(What is expected): Write all of the lines below out again, exactly as they stand.

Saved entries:
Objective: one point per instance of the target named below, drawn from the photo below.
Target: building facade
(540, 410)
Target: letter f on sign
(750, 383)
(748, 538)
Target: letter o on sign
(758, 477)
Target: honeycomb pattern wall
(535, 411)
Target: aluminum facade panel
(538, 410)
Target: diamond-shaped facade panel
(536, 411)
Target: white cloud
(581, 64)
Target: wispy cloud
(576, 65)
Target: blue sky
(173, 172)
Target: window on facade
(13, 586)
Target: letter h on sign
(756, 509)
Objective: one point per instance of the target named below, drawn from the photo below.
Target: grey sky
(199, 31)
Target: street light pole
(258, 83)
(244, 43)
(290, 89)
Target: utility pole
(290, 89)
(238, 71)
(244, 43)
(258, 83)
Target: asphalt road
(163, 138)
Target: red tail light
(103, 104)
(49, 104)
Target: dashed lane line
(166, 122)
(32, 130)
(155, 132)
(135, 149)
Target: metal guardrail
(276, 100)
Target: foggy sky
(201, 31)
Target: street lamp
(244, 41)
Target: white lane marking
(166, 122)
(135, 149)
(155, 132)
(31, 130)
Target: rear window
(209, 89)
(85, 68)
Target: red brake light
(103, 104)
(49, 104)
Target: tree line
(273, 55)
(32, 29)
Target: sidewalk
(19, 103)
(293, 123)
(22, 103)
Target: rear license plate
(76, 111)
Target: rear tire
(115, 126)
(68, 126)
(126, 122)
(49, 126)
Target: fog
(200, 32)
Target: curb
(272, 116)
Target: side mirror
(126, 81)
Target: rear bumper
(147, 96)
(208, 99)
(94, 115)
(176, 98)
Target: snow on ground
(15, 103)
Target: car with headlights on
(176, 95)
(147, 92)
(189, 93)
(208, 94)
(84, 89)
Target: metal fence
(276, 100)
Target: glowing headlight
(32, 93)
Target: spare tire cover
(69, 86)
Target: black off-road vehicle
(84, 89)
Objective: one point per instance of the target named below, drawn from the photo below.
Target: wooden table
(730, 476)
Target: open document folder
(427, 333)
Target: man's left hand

(Output):
Objective: one point per instance of the target named below, drawn from the photo below.
Target: building facade
(540, 410)
Target: letter f on sign
(750, 383)
(748, 538)
Target: letter o on sign
(758, 477)
Target: honeycomb pattern wall
(535, 411)
Target: aluminum facade panel
(538, 410)
Target: diamond-shaped facade panel
(536, 411)
Target: white cloud
(581, 64)
Target: wispy cloud
(576, 65)
Target: blue sky
(173, 172)
Target: window on facade
(13, 586)
Target: letter h on sign
(756, 509)
Objective: one point per instance of the target named below, drawn from the photo below.
Target: grey sky
(199, 31)
Target: street light pole
(258, 83)
(244, 43)
(290, 89)
Target: utility pole
(290, 89)
(238, 71)
(244, 43)
(258, 83)
Target: asphalt road
(163, 138)
Target: red tail light
(103, 104)
(49, 104)
Target: dashed lane line
(166, 122)
(32, 130)
(155, 132)
(135, 149)
Target: metal guardrail
(276, 100)
Target: foggy sky
(201, 31)
Target: street lamp
(244, 41)
Target: white lane marking
(166, 122)
(135, 149)
(155, 132)
(31, 130)
Target: rear window
(209, 89)
(85, 68)
Target: red brake light
(103, 104)
(49, 104)
Target: tree line
(273, 55)
(32, 29)
Target: sidewalk
(19, 103)
(293, 123)
(22, 103)
Target: rear license plate
(76, 111)
Target: rear tire
(115, 126)
(68, 126)
(126, 122)
(49, 126)
Target: fog
(200, 32)
Target: curb
(272, 116)
Target: side mirror
(126, 81)
Target: rear bumper
(147, 96)
(208, 99)
(94, 115)
(176, 98)
Target: snow on ground
(15, 103)
Target: car with headlights on
(176, 95)
(147, 92)
(189, 93)
(208, 94)
(84, 89)
Target: metal fence
(276, 100)
Target: glowing headlight
(32, 93)
Target: spare tire cover
(69, 86)
Target: black off-road vehicle
(84, 89)
Objective: one point per instance of the target named below, drawn from the photo below.
Target: wooden table
(730, 476)
Target: open document folder
(427, 333)
Target: man's left hand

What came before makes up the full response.